INSTRUCTION:
Print every line of the entries below verbatim, without changing anything.

Part of a data file:
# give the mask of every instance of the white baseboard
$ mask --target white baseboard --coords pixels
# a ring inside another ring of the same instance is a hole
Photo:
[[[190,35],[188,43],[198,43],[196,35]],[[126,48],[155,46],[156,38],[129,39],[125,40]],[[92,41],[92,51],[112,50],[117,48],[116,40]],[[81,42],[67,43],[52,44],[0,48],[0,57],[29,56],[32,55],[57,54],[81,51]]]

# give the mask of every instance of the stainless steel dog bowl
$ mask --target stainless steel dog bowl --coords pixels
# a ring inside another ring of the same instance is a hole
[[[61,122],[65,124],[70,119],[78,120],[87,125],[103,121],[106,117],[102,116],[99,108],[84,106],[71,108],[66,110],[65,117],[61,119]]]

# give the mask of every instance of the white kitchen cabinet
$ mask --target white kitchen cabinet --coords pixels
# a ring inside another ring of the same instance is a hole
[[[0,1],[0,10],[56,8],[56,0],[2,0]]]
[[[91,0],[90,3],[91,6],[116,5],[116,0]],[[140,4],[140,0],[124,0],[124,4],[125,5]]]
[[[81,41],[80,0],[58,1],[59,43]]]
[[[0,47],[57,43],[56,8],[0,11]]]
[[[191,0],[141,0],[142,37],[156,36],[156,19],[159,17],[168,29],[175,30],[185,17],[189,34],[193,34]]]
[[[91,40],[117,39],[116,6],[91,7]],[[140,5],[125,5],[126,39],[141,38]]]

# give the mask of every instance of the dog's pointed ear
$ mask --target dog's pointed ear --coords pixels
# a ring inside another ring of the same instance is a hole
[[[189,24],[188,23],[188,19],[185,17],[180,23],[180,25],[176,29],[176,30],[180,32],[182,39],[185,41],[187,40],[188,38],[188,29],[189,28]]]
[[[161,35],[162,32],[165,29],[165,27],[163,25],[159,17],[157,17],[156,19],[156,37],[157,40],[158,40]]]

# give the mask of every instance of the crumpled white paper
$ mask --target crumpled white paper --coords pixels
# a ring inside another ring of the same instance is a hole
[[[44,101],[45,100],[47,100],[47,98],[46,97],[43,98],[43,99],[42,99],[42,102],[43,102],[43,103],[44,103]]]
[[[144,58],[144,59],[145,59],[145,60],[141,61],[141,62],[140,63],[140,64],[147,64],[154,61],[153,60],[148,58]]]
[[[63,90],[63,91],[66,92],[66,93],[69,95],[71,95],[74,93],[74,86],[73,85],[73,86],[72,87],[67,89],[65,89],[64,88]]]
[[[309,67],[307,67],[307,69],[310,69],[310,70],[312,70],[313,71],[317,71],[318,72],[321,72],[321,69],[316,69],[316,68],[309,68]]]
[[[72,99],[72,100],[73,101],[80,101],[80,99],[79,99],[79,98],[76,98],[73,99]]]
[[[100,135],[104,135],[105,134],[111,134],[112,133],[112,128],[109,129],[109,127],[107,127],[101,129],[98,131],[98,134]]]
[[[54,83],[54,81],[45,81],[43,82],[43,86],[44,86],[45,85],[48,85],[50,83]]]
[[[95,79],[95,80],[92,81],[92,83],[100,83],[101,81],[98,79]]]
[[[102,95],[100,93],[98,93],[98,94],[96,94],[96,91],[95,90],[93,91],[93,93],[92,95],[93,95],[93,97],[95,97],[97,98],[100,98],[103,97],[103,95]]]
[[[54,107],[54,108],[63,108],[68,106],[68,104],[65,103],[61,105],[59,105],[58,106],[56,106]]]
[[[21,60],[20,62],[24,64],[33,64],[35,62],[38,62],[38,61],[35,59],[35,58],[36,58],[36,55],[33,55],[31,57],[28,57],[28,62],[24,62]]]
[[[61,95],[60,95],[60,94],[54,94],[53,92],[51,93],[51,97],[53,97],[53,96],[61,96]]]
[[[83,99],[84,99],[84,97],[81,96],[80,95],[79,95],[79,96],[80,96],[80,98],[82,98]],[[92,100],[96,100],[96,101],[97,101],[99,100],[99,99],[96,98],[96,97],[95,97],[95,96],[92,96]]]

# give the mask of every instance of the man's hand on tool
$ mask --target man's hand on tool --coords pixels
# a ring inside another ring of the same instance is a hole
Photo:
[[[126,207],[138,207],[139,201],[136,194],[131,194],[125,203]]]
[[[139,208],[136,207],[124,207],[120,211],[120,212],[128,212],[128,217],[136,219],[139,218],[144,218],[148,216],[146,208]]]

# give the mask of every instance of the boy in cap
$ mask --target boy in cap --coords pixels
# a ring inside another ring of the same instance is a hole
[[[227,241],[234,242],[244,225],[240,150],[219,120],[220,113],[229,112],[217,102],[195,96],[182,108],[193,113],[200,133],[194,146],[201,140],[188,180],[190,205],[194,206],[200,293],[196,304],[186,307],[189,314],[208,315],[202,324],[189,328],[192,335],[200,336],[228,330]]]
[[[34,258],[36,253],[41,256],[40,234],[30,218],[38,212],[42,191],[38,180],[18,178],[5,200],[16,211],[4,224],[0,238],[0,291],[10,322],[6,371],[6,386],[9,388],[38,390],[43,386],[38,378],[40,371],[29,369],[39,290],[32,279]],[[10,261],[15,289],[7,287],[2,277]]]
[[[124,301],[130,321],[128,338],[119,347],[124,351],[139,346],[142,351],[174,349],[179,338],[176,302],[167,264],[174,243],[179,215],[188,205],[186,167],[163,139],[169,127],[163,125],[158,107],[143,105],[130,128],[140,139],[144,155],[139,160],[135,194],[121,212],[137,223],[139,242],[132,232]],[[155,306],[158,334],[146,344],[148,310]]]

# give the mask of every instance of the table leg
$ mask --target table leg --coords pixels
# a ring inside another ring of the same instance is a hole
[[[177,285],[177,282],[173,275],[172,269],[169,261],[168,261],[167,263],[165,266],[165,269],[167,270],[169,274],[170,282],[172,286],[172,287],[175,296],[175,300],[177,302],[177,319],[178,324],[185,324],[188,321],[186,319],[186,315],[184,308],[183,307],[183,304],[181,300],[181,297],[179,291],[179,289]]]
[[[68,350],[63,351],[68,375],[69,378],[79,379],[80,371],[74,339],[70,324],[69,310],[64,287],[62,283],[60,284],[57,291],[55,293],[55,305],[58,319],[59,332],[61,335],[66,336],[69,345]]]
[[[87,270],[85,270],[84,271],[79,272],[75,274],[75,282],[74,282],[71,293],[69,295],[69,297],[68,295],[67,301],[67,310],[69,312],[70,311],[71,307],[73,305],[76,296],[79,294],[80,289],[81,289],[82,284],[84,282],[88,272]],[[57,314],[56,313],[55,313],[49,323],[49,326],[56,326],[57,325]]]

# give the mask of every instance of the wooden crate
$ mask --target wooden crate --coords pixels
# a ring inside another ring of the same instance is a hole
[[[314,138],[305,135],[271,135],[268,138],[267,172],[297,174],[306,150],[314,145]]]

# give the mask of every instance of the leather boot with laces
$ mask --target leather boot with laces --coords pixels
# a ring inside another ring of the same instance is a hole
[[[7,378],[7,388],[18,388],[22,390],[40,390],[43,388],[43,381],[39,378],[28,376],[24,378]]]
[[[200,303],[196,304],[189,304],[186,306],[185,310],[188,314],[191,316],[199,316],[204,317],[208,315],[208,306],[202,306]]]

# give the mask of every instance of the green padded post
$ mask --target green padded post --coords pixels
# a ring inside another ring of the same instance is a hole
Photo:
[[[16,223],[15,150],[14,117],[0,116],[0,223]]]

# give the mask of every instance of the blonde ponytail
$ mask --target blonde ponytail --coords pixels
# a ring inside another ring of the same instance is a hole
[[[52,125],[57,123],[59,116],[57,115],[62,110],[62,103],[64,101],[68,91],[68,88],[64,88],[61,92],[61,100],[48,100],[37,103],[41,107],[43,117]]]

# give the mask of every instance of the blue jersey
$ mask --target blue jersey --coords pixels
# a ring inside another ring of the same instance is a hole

TASK SOLUTION:
# give the mask of every instance of the white baseboard
$ mask --target white baseboard --coords pixels
# a ring inside another ring of the same instance is a hole
Photo:
[[[190,35],[188,43],[198,43],[196,35]],[[126,48],[155,46],[156,38],[129,39],[125,40]],[[92,41],[92,51],[112,50],[117,48],[116,40]],[[81,42],[67,43],[52,44],[0,48],[0,57],[29,56],[32,55],[57,54],[81,51]]]

# give the mask of every instance of the stainless steel dog bowl
$ mask --target stainless steel dog bowl --coords pixels
# a ring inside another ring of the same instance is a hole
[[[61,122],[65,124],[70,119],[78,120],[87,125],[103,121],[106,117],[102,116],[99,108],[84,106],[71,108],[66,110],[65,117],[61,119]]]

# give the mask of every instance of the white kitchen cabinet
$ mask --target white kitchen cabinet --coords pixels
# a ring inside another ring of the same instance is a hole
[[[0,1],[0,10],[56,8],[56,0],[2,0]]]
[[[91,0],[90,3],[91,6],[116,5],[116,0]],[[140,4],[140,0],[124,0],[124,4],[125,5]]]
[[[81,41],[80,0],[58,1],[59,43]]]
[[[0,47],[57,43],[56,8],[0,11]]]
[[[191,0],[141,0],[142,37],[156,36],[156,19],[159,17],[168,29],[175,30],[185,17],[189,34],[193,34]]]
[[[91,40],[117,39],[116,6],[91,7]],[[140,5],[125,5],[126,39],[141,38]]]

# give the mask of every instance of the dog's pointed ear
$ mask --target dog's pointed ear --coords pixels
# a ring inside another ring of the same instance is a hole
[[[189,24],[188,23],[188,19],[185,17],[180,23],[180,25],[176,29],[176,30],[180,32],[182,39],[185,41],[187,40],[188,38],[188,29],[189,28]]]
[[[161,35],[162,32],[165,29],[165,27],[163,25],[159,17],[157,17],[156,19],[156,37],[157,40],[158,40]]]

# give the mask of every instance of the crumpled white paper
$ mask --target crumpled white paper --coords pixels
# a ring inside another ring of the same instance is a hole
[[[44,101],[45,100],[47,100],[47,98],[46,97],[43,98],[43,99],[42,99],[42,102],[43,102],[43,103],[44,103]]]
[[[144,58],[144,59],[145,59],[145,60],[141,61],[141,62],[140,63],[140,64],[147,64],[154,61],[153,60],[148,58]]]
[[[63,90],[63,91],[66,92],[66,93],[69,95],[71,95],[74,93],[74,86],[73,85],[73,86],[72,87],[67,89],[65,89],[64,88]]]
[[[309,67],[307,67],[307,69],[310,69],[310,70],[312,70],[313,71],[317,71],[318,72],[321,72],[321,69],[316,69],[316,68],[309,68]]]
[[[72,99],[72,100],[73,101],[80,101],[80,99],[79,99],[79,98],[76,98],[73,99]]]
[[[100,135],[104,135],[105,134],[111,134],[112,133],[112,128],[109,129],[109,127],[107,127],[101,129],[98,131],[98,134]]]
[[[54,83],[54,81],[45,81],[43,82],[43,86],[44,86],[45,85],[48,85],[50,83]]]
[[[95,79],[95,80],[92,81],[92,83],[100,83],[101,81],[98,79]]]
[[[102,95],[100,93],[98,93],[98,94],[96,94],[96,91],[95,90],[93,91],[93,93],[92,95],[93,95],[93,97],[95,97],[97,98],[100,98],[103,97],[103,95]]]
[[[54,107],[54,108],[63,108],[68,106],[68,104],[65,103],[61,105],[59,105],[58,106],[56,106]]]
[[[21,60],[20,62],[24,64],[33,64],[35,62],[38,62],[38,61],[35,59],[35,58],[36,58],[36,55],[33,55],[31,57],[28,57],[28,62],[24,62]]]
[[[61,95],[60,95],[60,94],[54,94],[53,92],[51,93],[51,97],[53,97],[53,96],[61,96]]]
[[[83,99],[84,99],[84,97],[81,96],[80,95],[79,95],[79,96],[80,96],[80,98],[82,98]],[[92,100],[96,100],[96,101],[97,101],[99,100],[99,99],[96,98],[96,97],[95,97],[95,96],[92,96]]]

# give the mask of every instance of the man's hand on tool
$ mask --target man's hand on tool --coords pixels
# a ring inside another ring of the same instance is a hole
Photo:
[[[126,207],[138,207],[139,201],[136,194],[131,194],[125,203]]]
[[[139,208],[136,207],[124,207],[120,211],[120,212],[128,212],[128,217],[136,219],[139,218],[144,218],[148,216],[146,208]]]

# give the mask of every instance of the boy in cap
$ mask --target boy in cap --coords pixels
# a ring inside another ring of the same instance is a hole
[[[227,241],[234,242],[244,225],[240,150],[219,120],[220,113],[229,112],[217,102],[195,96],[182,108],[193,113],[200,133],[194,146],[201,140],[188,180],[190,205],[194,206],[200,293],[196,304],[186,307],[189,314],[208,315],[202,324],[189,328],[192,335],[200,336],[228,330]]]
[[[34,258],[36,253],[41,256],[40,234],[30,218],[38,212],[42,191],[38,180],[18,178],[5,200],[16,211],[4,224],[0,238],[0,291],[10,322],[6,371],[6,386],[9,388],[38,390],[43,386],[38,378],[40,371],[29,369],[39,290],[32,279]],[[10,261],[15,289],[7,287],[2,277]]]
[[[124,301],[130,321],[128,338],[119,347],[124,351],[139,346],[142,351],[174,349],[179,338],[176,302],[167,264],[174,243],[179,215],[188,205],[186,167],[163,139],[169,127],[163,125],[158,107],[143,105],[130,128],[140,139],[144,155],[139,160],[135,194],[121,212],[137,223],[139,242],[132,232]],[[155,306],[158,334],[146,344],[148,310]]]

# give the mask of every instance of the table leg
$ mask --target table leg --coords pixels
# a ring inside another ring of the same instance is a hole
[[[177,285],[177,282],[173,275],[172,269],[169,261],[168,261],[167,263],[165,266],[165,269],[167,270],[169,274],[170,282],[172,286],[172,287],[175,296],[175,300],[177,302],[177,319],[178,324],[185,324],[188,321],[186,319],[186,315],[184,308],[183,307],[183,304],[181,300],[181,297],[179,291],[179,289]]]
[[[68,350],[63,351],[68,375],[69,378],[79,379],[80,371],[74,339],[70,324],[69,310],[64,287],[62,283],[60,284],[57,291],[55,293],[55,305],[58,319],[59,332],[61,335],[66,336],[69,345]]]
[[[87,270],[85,270],[84,271],[79,272],[75,274],[75,282],[74,282],[71,293],[69,295],[69,297],[68,295],[67,301],[67,310],[69,312],[70,311],[71,307],[73,305],[76,296],[79,294],[80,289],[81,289],[82,284],[84,282],[88,272]],[[57,314],[56,313],[55,313],[49,323],[49,326],[56,326],[57,325]]]

# give the mask of every instance of the wooden crate
$ mask --target wooden crate --coords pixels
# a ring inside another ring of the same instance is a hole
[[[314,138],[305,135],[271,135],[268,138],[267,172],[297,174],[306,150],[314,145]]]

# give the mask of every instance of the leather boot with laces
$ mask --target leather boot with laces --coords pixels
# a ring inside another ring of the same instance is a hole
[[[7,378],[7,388],[18,388],[22,390],[40,390],[43,388],[43,381],[39,378],[28,376],[24,378]]]
[[[200,303],[196,304],[189,304],[186,306],[185,310],[188,314],[191,316],[199,316],[204,317],[208,315],[208,306],[202,306]]]

# give the mask of every instance of the green padded post
$ mask --target green padded post --coords pixels
# a ring inside another ring of the same instance is a hole
Photo:
[[[16,223],[15,150],[14,117],[0,116],[0,223]]]

# give the mask of every instance of the blonde ponytail
$ mask --target blonde ponytail --coords pixels
# a ring inside another ring of the same instance is a hole
[[[52,125],[57,123],[59,116],[57,115],[62,110],[62,103],[64,101],[68,91],[68,88],[64,88],[61,92],[61,100],[48,100],[37,103],[41,107],[43,117]]]

# give the mask of every instance of the blue jersey
$ mask --target blue jersey --coords pixels
# a ring inside another ring of the same instance is a hole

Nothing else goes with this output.